Materials provided section start
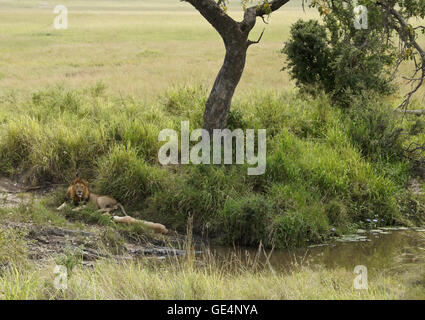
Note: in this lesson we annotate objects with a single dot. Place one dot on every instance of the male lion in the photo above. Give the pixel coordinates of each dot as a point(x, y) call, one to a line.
point(80, 194)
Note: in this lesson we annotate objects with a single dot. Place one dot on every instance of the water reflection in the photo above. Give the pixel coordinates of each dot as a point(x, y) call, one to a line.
point(384, 251)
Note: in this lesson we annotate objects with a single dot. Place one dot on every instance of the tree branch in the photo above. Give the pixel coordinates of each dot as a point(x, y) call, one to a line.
point(260, 11)
point(409, 38)
point(212, 12)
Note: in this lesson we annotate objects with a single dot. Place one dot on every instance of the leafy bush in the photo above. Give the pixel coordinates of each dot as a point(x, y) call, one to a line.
point(338, 59)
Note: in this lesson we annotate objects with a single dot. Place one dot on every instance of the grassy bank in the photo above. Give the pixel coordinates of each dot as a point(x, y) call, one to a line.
point(328, 171)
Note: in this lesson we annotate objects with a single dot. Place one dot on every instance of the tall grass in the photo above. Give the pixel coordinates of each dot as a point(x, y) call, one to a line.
point(328, 171)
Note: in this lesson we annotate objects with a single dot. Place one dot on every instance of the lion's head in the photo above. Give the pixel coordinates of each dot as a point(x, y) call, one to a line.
point(79, 190)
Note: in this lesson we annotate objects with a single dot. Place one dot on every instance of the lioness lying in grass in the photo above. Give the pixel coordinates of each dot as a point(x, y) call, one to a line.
point(80, 194)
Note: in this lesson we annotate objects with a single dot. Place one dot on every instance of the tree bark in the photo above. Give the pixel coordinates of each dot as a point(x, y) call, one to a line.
point(217, 107)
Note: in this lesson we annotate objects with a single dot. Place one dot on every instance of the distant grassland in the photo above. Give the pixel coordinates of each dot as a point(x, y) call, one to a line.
point(86, 100)
point(139, 47)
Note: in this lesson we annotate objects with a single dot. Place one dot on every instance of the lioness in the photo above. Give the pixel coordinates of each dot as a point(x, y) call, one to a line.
point(80, 194)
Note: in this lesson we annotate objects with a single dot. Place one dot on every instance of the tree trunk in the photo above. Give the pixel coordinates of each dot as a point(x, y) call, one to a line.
point(218, 104)
point(235, 36)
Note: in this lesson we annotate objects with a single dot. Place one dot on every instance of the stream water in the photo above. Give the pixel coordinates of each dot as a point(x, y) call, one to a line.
point(382, 250)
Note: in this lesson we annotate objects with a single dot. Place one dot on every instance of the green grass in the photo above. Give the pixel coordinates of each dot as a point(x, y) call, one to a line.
point(322, 176)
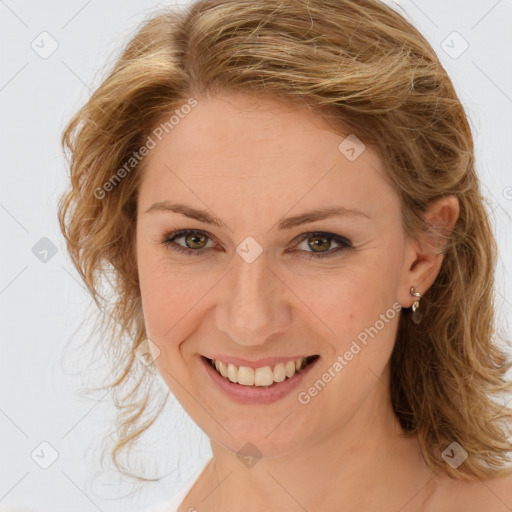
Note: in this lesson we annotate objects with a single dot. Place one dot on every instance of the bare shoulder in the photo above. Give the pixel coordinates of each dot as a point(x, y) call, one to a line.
point(485, 495)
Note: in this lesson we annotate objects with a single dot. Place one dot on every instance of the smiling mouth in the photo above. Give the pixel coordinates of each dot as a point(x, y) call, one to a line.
point(262, 376)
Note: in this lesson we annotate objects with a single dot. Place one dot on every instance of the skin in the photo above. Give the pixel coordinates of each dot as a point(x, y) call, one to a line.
point(252, 162)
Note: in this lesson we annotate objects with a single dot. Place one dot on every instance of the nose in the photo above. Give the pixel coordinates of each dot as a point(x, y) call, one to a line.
point(254, 307)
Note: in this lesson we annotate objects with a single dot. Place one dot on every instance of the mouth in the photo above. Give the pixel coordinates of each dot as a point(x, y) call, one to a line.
point(262, 377)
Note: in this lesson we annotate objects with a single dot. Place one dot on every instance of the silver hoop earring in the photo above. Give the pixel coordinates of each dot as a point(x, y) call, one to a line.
point(416, 313)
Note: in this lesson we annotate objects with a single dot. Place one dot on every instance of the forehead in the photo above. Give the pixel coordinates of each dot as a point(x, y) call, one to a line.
point(238, 149)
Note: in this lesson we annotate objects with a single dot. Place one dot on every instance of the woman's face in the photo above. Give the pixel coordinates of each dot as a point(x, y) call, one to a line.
point(267, 283)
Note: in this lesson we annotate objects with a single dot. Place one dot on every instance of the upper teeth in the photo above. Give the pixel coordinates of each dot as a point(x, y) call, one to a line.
point(263, 376)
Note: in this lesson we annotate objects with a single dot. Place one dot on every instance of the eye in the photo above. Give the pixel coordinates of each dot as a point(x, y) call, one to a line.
point(196, 242)
point(320, 242)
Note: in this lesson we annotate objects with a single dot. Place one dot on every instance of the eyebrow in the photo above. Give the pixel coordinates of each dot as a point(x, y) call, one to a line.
point(287, 223)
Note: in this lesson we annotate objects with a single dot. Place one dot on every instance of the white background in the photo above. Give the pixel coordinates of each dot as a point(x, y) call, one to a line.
point(42, 303)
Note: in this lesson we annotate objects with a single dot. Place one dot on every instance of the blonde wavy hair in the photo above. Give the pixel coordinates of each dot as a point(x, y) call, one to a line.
point(365, 68)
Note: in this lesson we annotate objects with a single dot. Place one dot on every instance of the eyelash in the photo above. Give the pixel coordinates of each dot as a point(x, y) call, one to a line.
point(168, 241)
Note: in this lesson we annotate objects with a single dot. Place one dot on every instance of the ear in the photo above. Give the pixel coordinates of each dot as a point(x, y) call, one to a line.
point(425, 254)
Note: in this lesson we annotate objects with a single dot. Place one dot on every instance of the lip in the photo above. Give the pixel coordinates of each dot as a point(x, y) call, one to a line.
point(255, 394)
point(266, 361)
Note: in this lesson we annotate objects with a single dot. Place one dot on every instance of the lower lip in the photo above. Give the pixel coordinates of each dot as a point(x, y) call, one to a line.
point(256, 394)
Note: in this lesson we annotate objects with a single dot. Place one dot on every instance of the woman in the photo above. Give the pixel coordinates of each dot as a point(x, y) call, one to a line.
point(285, 196)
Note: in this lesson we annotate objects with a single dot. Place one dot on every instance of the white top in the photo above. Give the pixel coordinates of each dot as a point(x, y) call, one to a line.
point(173, 503)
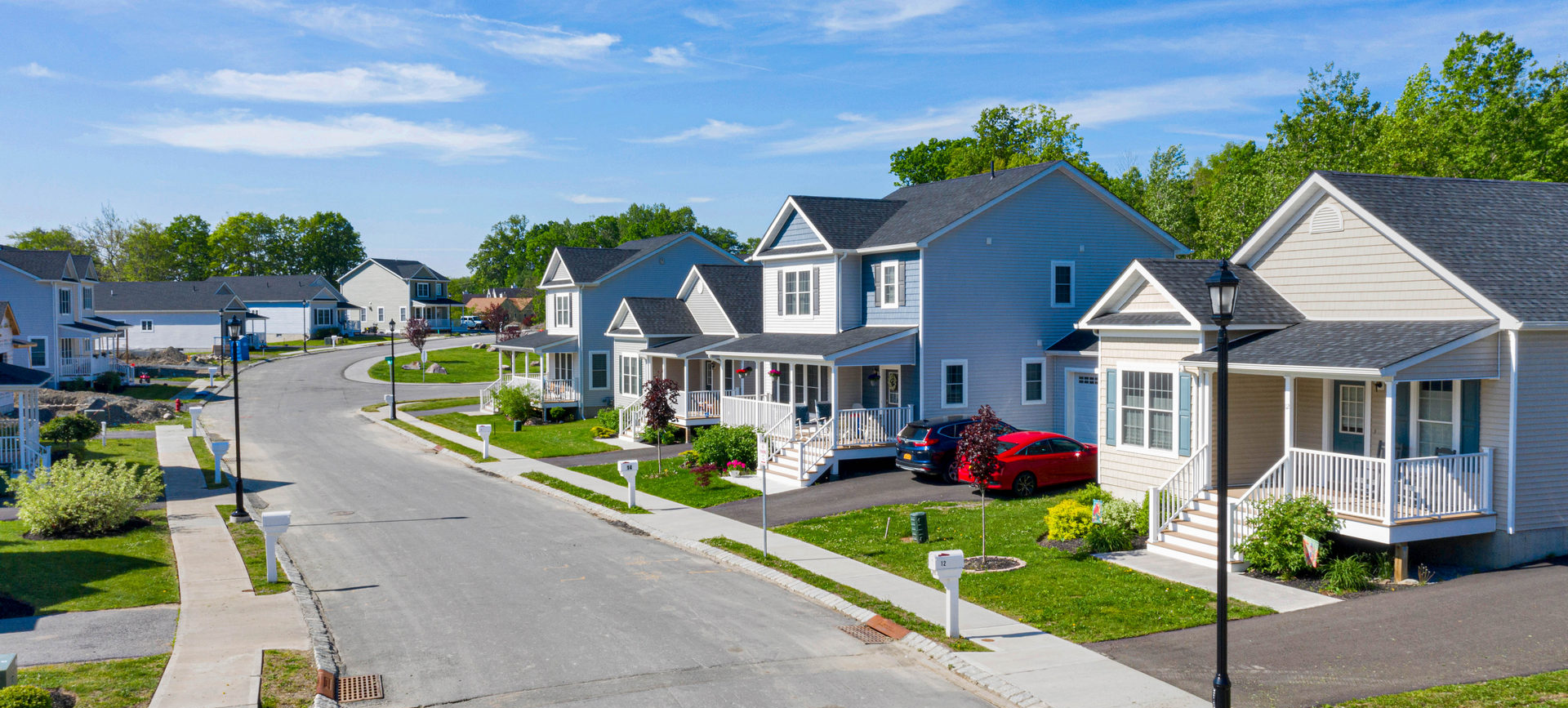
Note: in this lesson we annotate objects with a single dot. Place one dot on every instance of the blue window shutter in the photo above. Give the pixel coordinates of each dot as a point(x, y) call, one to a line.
Materials provided section end
_Instructions to follow_.
If a record contains a picture, leave the picture out and return everything else exactly.

_Answer box_.
Note: in this lesson we annotate objects with a single dot. Place one dot on every instance of the male lion in the photo above. Give the pixel coordinates of each dot as a point(x, y) call, one to a line.
point(80, 194)
Note: in this lesson we annotate objects with a single dot. Place one dot on every instance of the water reflection in the photo above. Give the pixel coordinates of each dot as a point(x, y) call, one to a line.
point(384, 251)
Note: in this lesson we annotate objects with a single dot. Place one dot on every instance of the tree branch in the photo above. Give the pixel coordinates of each dot as a point(x, y) call, one to a line.
point(260, 11)
point(409, 38)
point(212, 12)
Note: in this lesson we annotate objects with a single dot. Place one dot on every instance of the leafy bush in the photo above. Give the pixel coordinates of each dot as a point(x, y) call, one to a line.
point(338, 59)
Note: in this lesson we annotate objects with a single dot. Place one dot on every instance of the grassy bank in the photo above. Give the pixel coordinates of each dot as a point(x, y) call, one to a line.
point(328, 171)
Note: in this lesson we annotate objects with a single dot. Place one dot on every instance of the tall grass in the photo above. Give the pixel coordinates of each dot as a point(x, y) call, one to a line.
point(328, 171)
Note: in this lesson we annotate objects with a single dot. Place one dot on every instance of the lion's head in the photo above. Give the pixel coordinates of each dot as a point(x, y) call, one to a line.
point(79, 190)
Note: in this lesson we annotate objects with a single dot. Place one dot on every instance of the lioness lying in grass in the photo above. Give the pixel coordinates of each dot as a point(x, y) call, one to a line.
point(80, 194)
Note: in this lesson we annotate objects with a single dot. Place one dot on every instance of the tree bark in the photo above. Give the pixel coordinates of each dot as a point(x, y) call, one to a line.
point(217, 107)
Note: in this lesson we annotate objects with a single dot. Place one dot on every instance of the distant grassland in the photo above. Give the pixel coordinates of each dot as a point(x, y) call, one to a line.
point(86, 100)
point(139, 47)
Note: in this lesson we annotate objects with a single dot. Place one dot on every instance of the lioness in the photo above. Give the pixel coordinates of each dot as a point(x, y) call, one to a line.
point(80, 194)
Note: in this lesson we annotate objects with a single dot. Place one dot on every instance of the tree trunk in the photo above. Give the pixel coordinates of each dot as a point(x, y) call, one to a line.
point(218, 104)
point(235, 36)
Note: in this lesson we annotate objects with a single dot. Place one dot on every instance of the stream water in the photo above. Give the pixel coordinates of each dot as a point(x, y) call, one to a line.
point(382, 250)
Note: in this lesson we annotate objects with a single dot. Place one dot on every instance of the green grass in the photo above. Give the pixel coordinates of each dot as a point(x, y) call, one to a line.
point(322, 176)
Note: in this lesson we annotate objects with a single dot. Place one dot on every instance of the bare shoulder in the photo above. Give the pixel coordinates of each dot as a point(x, y) call, one to a line.
point(485, 495)
Note: in this lesson we annotate objects with a single dot. Place one dot on every instance of the smiling mouth in the photo above. Give the pixel coordinates of each dot as a point(x, y) call, one to a line.
point(262, 376)
Note: in this lesson we annotate objects with a single dot. Place one dot on every instance of the skin in the photo above. Give the pixel coordinates of each dot as a point(x, y) call, one to a line.
point(252, 162)
Note: in this lesson we annotate objects with a single dot. Place one dot on every instance of the nose in the photo above. Give the pixel coordinates of each dot as a point(x, y) call, one to a line.
point(254, 307)
Note: in this lesson we annotate objects with a single dot. Place one dot on every instance of the mouth in the photo above. Give the pixel coordinates of each dot as a point(x, y) call, one to a line.
point(262, 377)
Note: in this lesson we annotate objects with a single dot. Place one dot on every instance of the silver hoop earring in the photo above. Give the pixel coordinates of each dot as a point(x, y) call, one to a line.
point(416, 313)
Note: in this lesson we annotate objects with a single dot. Place one dot on every instance of the forehead in the photo above. Give the pixel coordinates of each dot as a point(x, y) call, one to a line.
point(238, 149)
Note: in this lesson we annotate objects with a single dot. Place one dot on every instance of the woman's face in the photo above. Give the pixel coordinates of each dot as a point(x, y) call, one to a line.
point(267, 283)
Note: in this lesson we annotate objects with a single dot. Place one dot on every instance of the upper teeth in the photo above. Give the pixel coordinates of each dot as a point(x, y) call, one to a line.
point(263, 376)
Note: in this lesson we annotate objects with a single dot. Place one dot on every instance of the eye in the photo above. Give the pixel coordinates of each dot as a point(x, y) call, one to a line.
point(196, 242)
point(320, 242)
Note: in this lesson we annotate objects with a single dot. Place one dot on every instance of the eyebrow in the photo above. Give the pixel coordinates of each dot as a point(x, y) call, one to a line.
point(287, 223)
Note: in this lesson we annotate objects with a single dot. Place one dot on every instance of the white background in the photo above. Give the pixel coordinates of each dot as a point(x, y) call, one to a line.
point(42, 303)
Note: in this lesson we annotate objects with a single dot. Place one dot on every instance of the blonde wavy hair in the photo above. Give the pixel coordinates of each dot as a point(x, y) call, one to a line.
point(365, 68)
Note: in this lesson we annotate objects with a single dot. Place one dot on every instance of the eyelash in the photo above. Give the pixel coordinates of each dot as a point(x, y) call, one to a line.
point(168, 241)
Note: in this lesson we annotate objects with a single dot. Place one dot on every instance of the ear in the photo above. Give the pixel coordinates of each dot as a point(x, y) call, one to a line.
point(425, 254)
Note: in this lesson we annotate objects with a single dot. Place one dot on every instance of the lip in the photo above. Give the pixel coordinates of each dot as a point(x, y) call, one to a line.
point(255, 394)
point(266, 361)
Note: in this lesson we annotate objects with a single dot. Place one dot on every instance of the lower lip in the photo above. Give the pixel coordinates of each dot as a point(x, y) call, one to a line.
point(256, 394)
Note: in this lesson we annotate objects with a single dot. Place one dot on every instance of the woman in the photo above. Give the pixel coordinates of each dot as a point(x, y) call, one to a line.
point(285, 196)
Note: in this lesson we annotate objects with a single dot. Place one dot on every instance of the white top in the photo above. Give the pixel coordinates of each dot as a point(x, y) call, one to a line.
point(173, 503)
Note: in this lesson we annotate objects with a single dot. Place one dot on every instance of the blue window shutter in the photo above. Give the pixel coordinates of each dot as a point(x, y) call, one to a line.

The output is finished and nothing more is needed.